Task to carry out:
Your job is to copy every line in the material containing the word "positive".

Material to process Start Marker

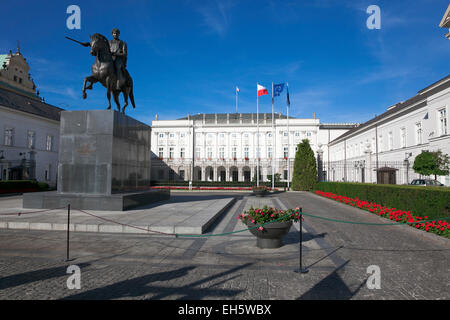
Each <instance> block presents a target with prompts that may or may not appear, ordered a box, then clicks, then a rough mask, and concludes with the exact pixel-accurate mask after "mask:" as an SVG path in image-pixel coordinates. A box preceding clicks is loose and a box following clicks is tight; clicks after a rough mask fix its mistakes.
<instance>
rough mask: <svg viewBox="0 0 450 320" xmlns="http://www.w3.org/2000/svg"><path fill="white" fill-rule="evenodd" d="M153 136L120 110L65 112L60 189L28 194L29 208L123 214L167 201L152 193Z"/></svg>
mask: <svg viewBox="0 0 450 320" xmlns="http://www.w3.org/2000/svg"><path fill="white" fill-rule="evenodd" d="M150 135H151V128H150V127H149V126H147V125H145V124H143V123H141V122H139V121H137V120H135V119H133V118H130V117H128V116H126V115H124V114H121V113H119V112H117V111H112V110H92V111H63V112H61V124H60V144H59V162H58V190H57V192H46V193H33V194H25V195H24V198H23V199H24V200H23V206H24V208H57V207H62V206H65V205H67V204H68V203H71V206H72V207H75V208H78V209H91V210H113V211H117V210H118V211H121V210H126V209H130V208H133V207H136V206H140V205H145V204H148V203H151V202H154V201H160V200H163V199H165V198H167V199H168V198H169V197H170V195H169V192H168V191H163V190H149V187H150V174H151V163H150V161H151V157H150V154H151V150H150ZM72 203H73V205H72Z"/></svg>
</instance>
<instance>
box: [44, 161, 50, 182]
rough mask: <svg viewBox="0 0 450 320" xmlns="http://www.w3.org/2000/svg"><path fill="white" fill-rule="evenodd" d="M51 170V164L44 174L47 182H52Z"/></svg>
mask: <svg viewBox="0 0 450 320" xmlns="http://www.w3.org/2000/svg"><path fill="white" fill-rule="evenodd" d="M50 168H51V165H50V164H48V165H47V167H46V168H45V172H44V177H45V181H50Z"/></svg>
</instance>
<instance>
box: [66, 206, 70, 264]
mask: <svg viewBox="0 0 450 320" xmlns="http://www.w3.org/2000/svg"><path fill="white" fill-rule="evenodd" d="M69 233H70V204H69V205H68V206H67V259H66V261H70V259H69Z"/></svg>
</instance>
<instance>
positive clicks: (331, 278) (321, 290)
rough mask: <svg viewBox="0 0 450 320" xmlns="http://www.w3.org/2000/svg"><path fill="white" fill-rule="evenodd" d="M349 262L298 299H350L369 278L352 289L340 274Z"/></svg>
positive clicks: (347, 261) (356, 292) (319, 299)
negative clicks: (356, 286) (340, 270)
mask: <svg viewBox="0 0 450 320" xmlns="http://www.w3.org/2000/svg"><path fill="white" fill-rule="evenodd" d="M349 262H350V260H348V261H346V262H345V263H344V264H342V265H341V266H340V267H339V268H337V269H336V270H334V271H333V272H332V273H331V274H329V275H328V276H327V277H326V278H324V279H323V280H321V281H320V282H319V283H318V284H316V285H315V286H314V287H312V288H311V289H310V290H308V291H307V292H305V293H304V294H303V295H301V296H300V297H299V298H297V300H350V299H351V298H352V297H353V296H355V295H356V294H357V293H358V292H359V290H361V288H362V287H363V286H364V285H365V284H366V281H367V280H364V281H363V282H362V283H361V284H360V285H359V286H358V288H356V290H354V291H352V290H350V288H349V287H348V286H347V285H346V284H345V282H344V281H343V280H342V278H341V277H340V276H339V274H338V272H339V271H340V270H341V269H343V268H344V267H345V266H346V265H347V264H348V263H349Z"/></svg>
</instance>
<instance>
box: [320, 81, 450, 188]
mask: <svg viewBox="0 0 450 320" xmlns="http://www.w3.org/2000/svg"><path fill="white" fill-rule="evenodd" d="M449 106H450V76H447V77H445V78H443V79H441V80H439V81H437V82H435V83H433V84H431V85H429V86H428V87H426V88H424V89H422V90H421V91H419V92H418V93H417V95H415V96H414V97H412V98H410V99H408V100H407V101H404V102H400V103H397V104H395V105H393V106H391V107H389V108H388V109H387V111H386V112H384V113H383V114H381V115H379V116H377V117H375V118H373V119H371V120H369V121H367V122H366V123H363V124H362V125H360V126H358V127H356V128H353V129H352V130H349V131H348V132H346V133H345V134H343V135H341V136H340V137H338V138H336V139H334V140H333V141H331V143H330V144H329V152H330V161H329V162H328V163H324V169H325V170H326V171H328V177H329V180H330V181H349V182H366V183H376V182H377V178H378V182H379V183H392V184H407V183H411V181H412V179H416V178H420V176H419V175H418V174H416V173H415V172H414V170H413V169H412V166H413V164H414V159H415V157H416V156H417V155H419V154H420V153H421V152H422V151H423V150H427V151H430V152H432V151H437V150H441V151H442V152H443V153H444V154H449V155H450V128H449ZM430 178H432V179H434V176H433V177H430ZM437 178H438V180H439V181H440V182H441V183H443V184H445V185H446V186H450V176H438V177H437Z"/></svg>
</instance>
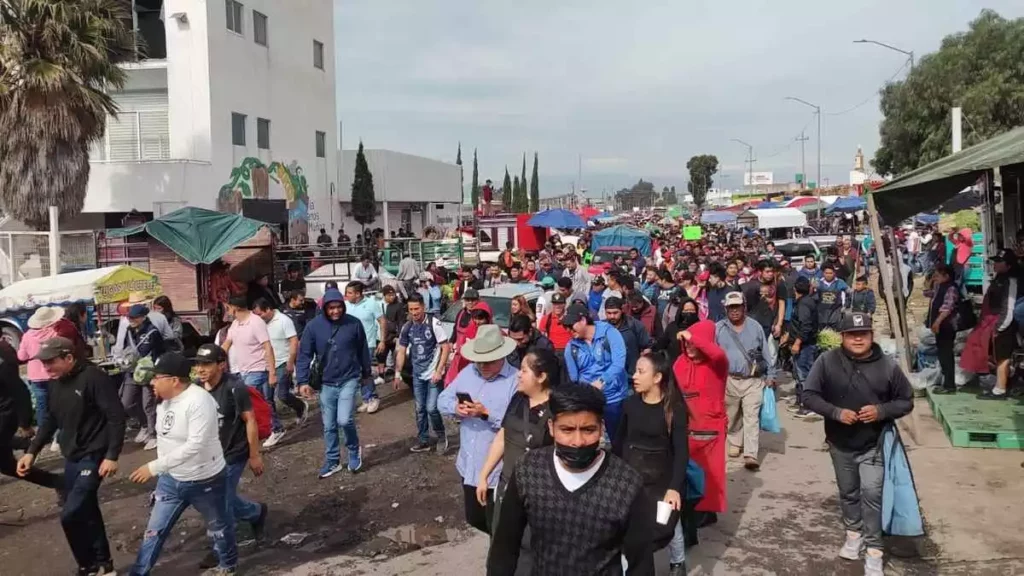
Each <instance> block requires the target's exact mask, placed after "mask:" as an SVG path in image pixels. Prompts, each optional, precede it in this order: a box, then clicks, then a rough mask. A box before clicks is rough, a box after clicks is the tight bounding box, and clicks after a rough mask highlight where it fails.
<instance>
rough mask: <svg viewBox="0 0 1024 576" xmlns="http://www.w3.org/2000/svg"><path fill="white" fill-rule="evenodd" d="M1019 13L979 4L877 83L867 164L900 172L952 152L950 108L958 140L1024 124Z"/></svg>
mask: <svg viewBox="0 0 1024 576" xmlns="http://www.w3.org/2000/svg"><path fill="white" fill-rule="evenodd" d="M1021 63H1024V18H1017V19H1012V20H1010V19H1006V18H1004V17H1002V16H1000V15H999V14H997V13H996V12H994V11H992V10H988V9H986V10H982V11H981V14H980V15H979V16H978V17H977V18H976V19H975V20H974V22H972V23H971V24H970V26H969V28H968V31H967V32H961V33H957V34H953V35H950V36H947V37H946V38H944V39H943V40H942V44H941V46H940V47H939V50H938V51H936V52H933V53H931V54H928V55H926V56H925V57H923V58H921V60H920V63H919V64H918V65H916V66H915V67H914V69H913V70H912V71H910V73H909V74H908V75H907V76H906V78H905V79H904V80H901V81H897V82H892V83H889V84H887V85H886V86H885V87H883V88H882V90H881V93H882V100H881V105H880V106H881V109H882V114H883V116H884V120H883V121H882V125H881V127H880V130H879V131H880V136H881V139H880V145H879V149H878V150H877V151H876V152H874V159H873V160H871V165H872V166H873V167H874V170H876V171H877V172H878V173H879V174H882V175H899V174H902V173H904V172H908V171H910V170H913V169H915V168H918V167H921V166H924V165H925V164H928V163H930V162H934V161H935V160H938V159H940V158H942V157H944V156H948V155H949V154H951V153H952V143H951V138H950V130H951V128H950V126H951V120H950V110H951V109H952V108H953V107H956V106H959V107H962V108H963V109H964V117H965V122H964V140H963V141H964V148H968V147H970V146H974V145H976V143H978V142H980V141H983V140H985V139H988V138H990V137H992V136H995V135H997V134H999V133H1001V132H1005V131H1007V130H1009V129H1011V128H1014V127H1016V126H1020V125H1024V66H1021Z"/></svg>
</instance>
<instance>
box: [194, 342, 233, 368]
mask: <svg viewBox="0 0 1024 576" xmlns="http://www.w3.org/2000/svg"><path fill="white" fill-rule="evenodd" d="M225 360H227V355H226V354H225V353H224V348H222V347H220V346H218V345H217V344H203V345H201V346H200V347H199V349H197V351H196V364H216V363H218V362H224V361H225Z"/></svg>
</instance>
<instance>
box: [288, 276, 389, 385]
mask: <svg viewBox="0 0 1024 576" xmlns="http://www.w3.org/2000/svg"><path fill="white" fill-rule="evenodd" d="M332 302H341V303H342V306H344V305H345V300H344V299H343V298H342V297H341V292H339V291H338V290H337V289H334V288H332V289H330V290H328V291H327V292H325V293H324V306H325V308H326V307H327V305H328V304H329V303H332ZM332 335H333V336H332ZM314 358H315V359H318V360H319V365H321V370H323V372H324V378H323V379H322V381H323V382H324V385H326V386H340V385H341V384H342V383H344V382H347V381H349V380H353V379H357V378H367V377H369V376H370V375H371V365H370V347H369V346H368V344H367V333H366V331H365V330H364V329H362V323H361V322H359V320H358V319H357V318H355V317H352V316H349V315H347V314H345V311H344V308H342V312H341V318H340V319H338V320H337V321H332V320H330V319H328V317H327V313H326V312H324V313H322V314H319V315H318V316H317V317H316V318H314V319H313V320H312V321H310V322H309V324H307V325H306V329H305V331H303V333H302V341H301V342H300V343H299V358H298V360H297V361H296V363H295V381H296V382H298V383H299V384H300V385H301V384H307V383H309V370H310V368H309V367H310V364H311V363H312V361H313V359H314Z"/></svg>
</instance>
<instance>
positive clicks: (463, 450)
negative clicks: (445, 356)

Material to process End Marker

Result below:
positive clicks: (331, 278) (321, 290)
positive clicks: (347, 261) (356, 292) (319, 299)
positive clicks: (463, 450)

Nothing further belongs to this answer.